● Problem details
Set the listing down again exactly, please, apart from its pictures.

Point annotation dataset records:
+ + + + +

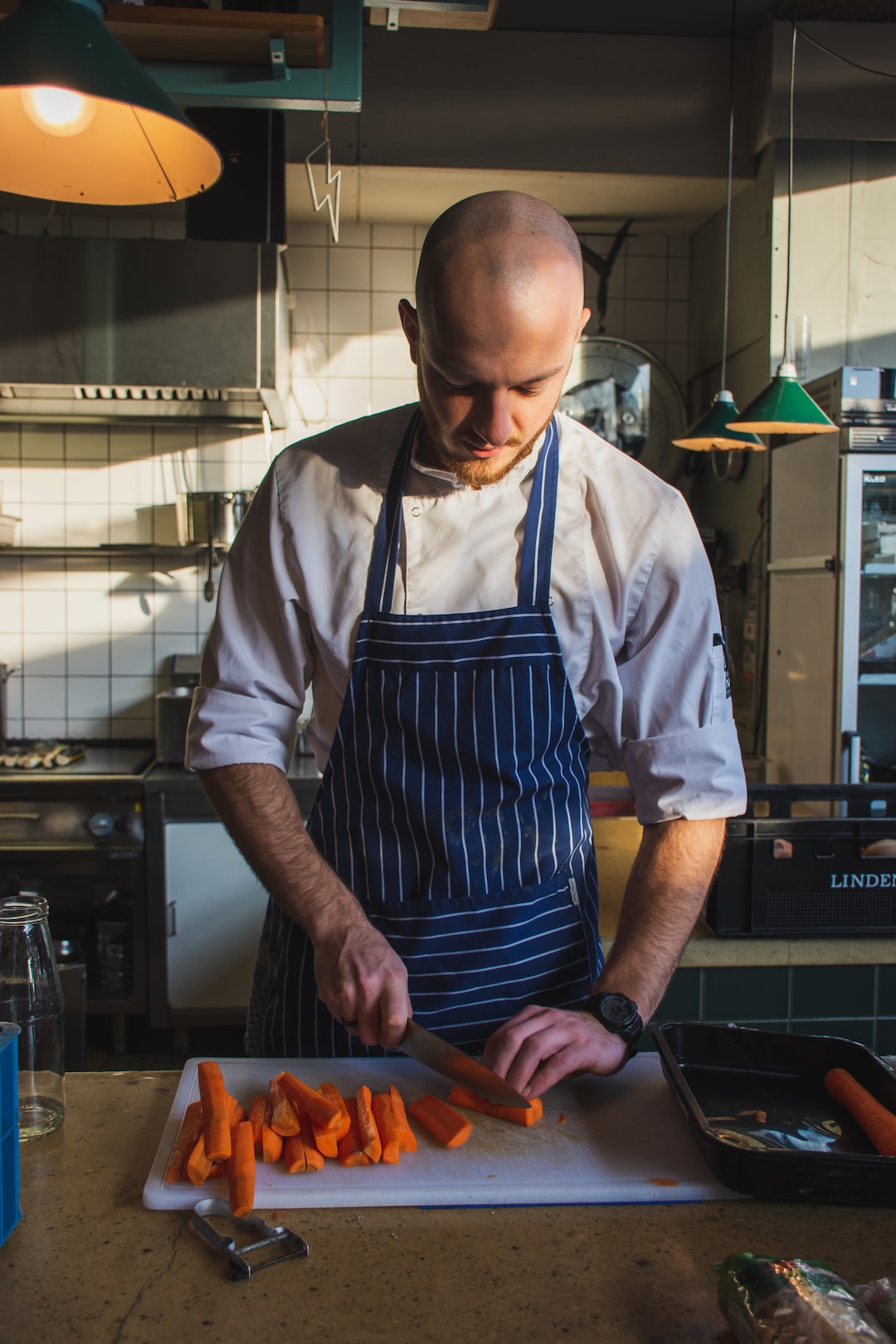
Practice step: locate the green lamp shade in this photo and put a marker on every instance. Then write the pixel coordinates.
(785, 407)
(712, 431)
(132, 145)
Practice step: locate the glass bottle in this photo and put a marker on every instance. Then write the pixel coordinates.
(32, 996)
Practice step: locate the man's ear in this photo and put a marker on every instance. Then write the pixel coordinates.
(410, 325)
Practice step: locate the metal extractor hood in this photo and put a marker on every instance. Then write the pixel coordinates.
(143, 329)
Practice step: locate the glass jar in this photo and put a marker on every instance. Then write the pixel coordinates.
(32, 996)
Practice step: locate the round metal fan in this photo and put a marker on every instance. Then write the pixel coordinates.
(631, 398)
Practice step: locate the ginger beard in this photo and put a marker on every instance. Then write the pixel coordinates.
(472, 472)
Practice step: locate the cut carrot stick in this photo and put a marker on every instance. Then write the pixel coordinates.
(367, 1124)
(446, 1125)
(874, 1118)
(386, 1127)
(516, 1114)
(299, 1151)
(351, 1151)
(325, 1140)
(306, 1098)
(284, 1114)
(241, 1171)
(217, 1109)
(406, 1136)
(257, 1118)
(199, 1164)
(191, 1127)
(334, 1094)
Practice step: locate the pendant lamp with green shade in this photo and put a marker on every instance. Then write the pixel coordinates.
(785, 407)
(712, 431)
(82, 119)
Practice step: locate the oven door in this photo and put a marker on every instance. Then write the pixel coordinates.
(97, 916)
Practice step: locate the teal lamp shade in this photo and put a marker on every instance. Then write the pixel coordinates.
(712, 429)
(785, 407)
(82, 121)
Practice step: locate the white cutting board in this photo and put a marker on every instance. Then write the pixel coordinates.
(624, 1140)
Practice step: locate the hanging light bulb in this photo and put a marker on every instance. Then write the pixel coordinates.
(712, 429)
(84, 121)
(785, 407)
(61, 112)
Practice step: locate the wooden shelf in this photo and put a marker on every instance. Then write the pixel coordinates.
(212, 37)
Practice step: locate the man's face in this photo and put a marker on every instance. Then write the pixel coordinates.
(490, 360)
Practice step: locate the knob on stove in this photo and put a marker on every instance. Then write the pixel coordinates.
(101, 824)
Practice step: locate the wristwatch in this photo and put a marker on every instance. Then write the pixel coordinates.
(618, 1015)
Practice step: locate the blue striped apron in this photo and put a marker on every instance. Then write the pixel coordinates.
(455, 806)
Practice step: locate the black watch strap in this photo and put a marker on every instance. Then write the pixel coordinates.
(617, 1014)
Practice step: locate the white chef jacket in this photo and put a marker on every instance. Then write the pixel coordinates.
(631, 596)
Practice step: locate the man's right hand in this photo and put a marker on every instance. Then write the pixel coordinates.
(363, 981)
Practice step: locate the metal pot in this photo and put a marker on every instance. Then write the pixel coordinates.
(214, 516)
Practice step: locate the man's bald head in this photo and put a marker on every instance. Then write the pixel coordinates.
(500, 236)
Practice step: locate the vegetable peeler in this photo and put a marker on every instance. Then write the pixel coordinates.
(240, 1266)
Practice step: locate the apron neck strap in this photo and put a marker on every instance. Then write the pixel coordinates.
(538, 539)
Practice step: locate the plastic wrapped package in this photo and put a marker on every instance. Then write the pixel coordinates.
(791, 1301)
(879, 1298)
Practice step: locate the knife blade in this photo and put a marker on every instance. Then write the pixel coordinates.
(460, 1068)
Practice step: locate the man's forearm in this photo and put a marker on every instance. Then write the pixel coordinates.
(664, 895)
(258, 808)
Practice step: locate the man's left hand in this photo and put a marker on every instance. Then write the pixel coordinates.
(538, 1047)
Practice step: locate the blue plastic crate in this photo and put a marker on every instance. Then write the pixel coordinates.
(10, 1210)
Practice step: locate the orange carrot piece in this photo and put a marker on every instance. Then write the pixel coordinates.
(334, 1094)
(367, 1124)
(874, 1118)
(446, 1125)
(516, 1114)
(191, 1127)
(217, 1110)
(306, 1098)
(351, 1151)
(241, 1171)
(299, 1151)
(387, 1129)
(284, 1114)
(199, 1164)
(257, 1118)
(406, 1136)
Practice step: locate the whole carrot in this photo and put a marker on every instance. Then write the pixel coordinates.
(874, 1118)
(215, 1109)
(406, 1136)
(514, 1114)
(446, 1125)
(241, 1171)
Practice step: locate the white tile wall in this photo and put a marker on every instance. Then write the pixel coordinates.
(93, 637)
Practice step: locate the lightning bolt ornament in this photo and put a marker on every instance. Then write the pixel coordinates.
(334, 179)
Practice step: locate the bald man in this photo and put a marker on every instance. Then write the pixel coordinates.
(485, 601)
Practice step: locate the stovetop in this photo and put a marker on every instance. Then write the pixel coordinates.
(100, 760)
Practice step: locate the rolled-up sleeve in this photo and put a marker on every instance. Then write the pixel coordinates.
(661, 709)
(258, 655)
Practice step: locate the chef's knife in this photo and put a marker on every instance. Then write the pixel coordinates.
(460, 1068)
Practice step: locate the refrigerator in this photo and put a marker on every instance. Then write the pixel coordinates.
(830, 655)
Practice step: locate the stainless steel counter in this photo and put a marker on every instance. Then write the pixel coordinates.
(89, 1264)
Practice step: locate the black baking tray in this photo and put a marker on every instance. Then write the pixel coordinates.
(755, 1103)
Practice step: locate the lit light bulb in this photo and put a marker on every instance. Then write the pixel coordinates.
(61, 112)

+ + + + +

● Response to this exercise
Practice step: locate the green lamp shade in this photo and put a marker on every instance. Then write the pixel coordinates.
(785, 407)
(712, 431)
(132, 145)
Practice step: locate the glass bottle in this photo and put a marker on every instance. Then write the pixel coordinates.
(32, 996)
Practice step: locate the man's ear in this photo and put a marker on every instance. Then write the pixel coordinates.
(410, 325)
Practice step: locate the metal extractor hood in this photo and put a marker on every instance. Then write the pixel coordinates.
(143, 329)
Practice step: locate the glass jar in this photo and put a marker on every instance. Then write the pixel coordinates.
(32, 996)
Practice step: locate the round metal fan in this photo and put a marker on every instance. Then write the pixel coordinates.
(631, 398)
Practice step: locate the ginger beard in this photo and put a marker on every instance. Then write the pixel coordinates.
(472, 472)
Practice step: locate the cut carrot stick in this photo and put a marker on every instance. Then write the pixel coordinates.
(367, 1124)
(446, 1125)
(874, 1118)
(386, 1127)
(516, 1114)
(299, 1151)
(351, 1151)
(325, 1140)
(306, 1098)
(284, 1114)
(241, 1171)
(217, 1109)
(406, 1136)
(257, 1118)
(199, 1164)
(191, 1127)
(334, 1094)
Practice step: locate the pendant lamp with green shade in this photo and put a marker on every instance. Then write the pixel coordinates.
(785, 407)
(712, 431)
(82, 119)
Practice step: locate the oven door in this photo and put a marker on every instance. Then write the pixel coordinates.
(97, 916)
Practice step: locate the teal lamp shade in this photo and put a marker on every instance. Then write the pixel coordinates.
(712, 429)
(785, 407)
(82, 121)
Practice step: locate the white cutting board in this photo and put a marker on every instance. Then write the pixel coordinates.
(624, 1140)
Practice step: locate the hanging light bulb in this photo and put a marker on every instance. Then write the pixel coordinates.
(712, 429)
(84, 121)
(785, 407)
(61, 112)
Practice step: locate the wooden shelf in this photo and put a marker on every instance. Then write the pixel coordinates.
(212, 37)
Practice step: locate the man's face in this photo and put a marker on every instance. Then write the pixel coordinates.
(490, 360)
Practice step: locate the knob on stove in this photo and put a marker on every instance. Then write the pixel coordinates.
(101, 824)
Practice step: locate the wristwatch in this photo and put a marker on every instance. Then write the pixel coordinates.
(618, 1015)
Practice step: locate the blue striped apron in this photo and put a marker on every instance. Then write the pixel coordinates.
(455, 806)
Practice step: locate the black watch strap in this photo and put a marker on every instance. Then write the pixel coordinates.
(617, 1014)
Practice step: locate the white chef jacket in this photo and put a marker on every instance. Then write the pixel coordinates.
(631, 596)
Practice step: locate the man's right hand in this photo and put a marker on every instance. Then write the pixel coordinates.
(363, 981)
Practice step: locate the metal pot in this photo and put a marker on every instance. Then write the pixel coordinates.
(214, 516)
Practice step: locate the man's bald head in this photo and put a marker on every instance. Then write the pixel coordinates.
(500, 236)
Practice step: locate the vegetable peeler in this photo and put a marker on every instance. Then write the pixel coordinates.
(240, 1266)
Practice step: locate the apron neck strap in this photo and put a marker on every instance. Then write the pixel coordinates.
(538, 539)
Practice step: locate the plastic wrapped package in this photo and put a marker on every instance. Then write the pixel coordinates.
(791, 1301)
(879, 1298)
Practice step: locate the knife blade in this photo and put a marker on every instance. Then write the pixel coordinates.
(460, 1068)
Practice step: locate the man's forearm in this photo and put a marker on every instance. Then write the pixel coordinates.
(664, 895)
(258, 808)
Practice step: locate the man's left hand in this photo and put a marker on every instance. Then write the pixel coordinates.
(538, 1047)
Practice step: locate the blue plastic crate in this photo and put a marker on every instance. Then write the pixel coordinates.
(10, 1210)
Practice step: locate the orange carrot piece in this photo and put a marker on every instance. Then write the pixel coordinates.
(334, 1094)
(367, 1124)
(874, 1118)
(446, 1125)
(516, 1114)
(191, 1127)
(217, 1110)
(306, 1098)
(351, 1151)
(241, 1171)
(299, 1151)
(387, 1129)
(284, 1114)
(199, 1164)
(257, 1118)
(406, 1136)
Practice step: locate the whole carrot in this photo and put a marker on every instance. Then write the pixel coordinates.
(874, 1118)
(215, 1109)
(406, 1136)
(514, 1114)
(446, 1125)
(241, 1171)
Practice step: locate the white tile wall in this photo and put a marker on every instance. Then write the pixel coordinates.
(93, 637)
Practice step: locate the lightning bolt ornament in this photo and put a marker on every instance. Then write the pixel coordinates.
(334, 179)
Practice step: locate the bald man in this photo and put a marker on every instance. Then write the pixel coordinates.
(485, 601)
Practice step: locate the stovetop in this photo and put a marker on every instance. Then write the pixel coordinates.
(100, 760)
Practice step: locate the rolled-up sleeve in this photo and put a marker on every instance. Then write the pixel coordinates.
(661, 709)
(258, 655)
Practice step: locate the chef's knife in this photo and put a marker on every instance. Then write the pixel coordinates.
(460, 1068)
Practice step: locate the refrigerator in this photo and put a marker on every instance. Then write the pixel coordinates.
(830, 655)
Practice step: locate the stainless steel counter in this photo and put a marker on every instance. Then write the pixel coordinates.
(89, 1264)
Practice step: locate the black baking tray in this photo and put a marker on every instance. Then write the pixel coordinates.
(755, 1103)
Practice step: locate the lit light bulb in this photo and put a marker on every instance. Then write the pixel coordinates.
(61, 112)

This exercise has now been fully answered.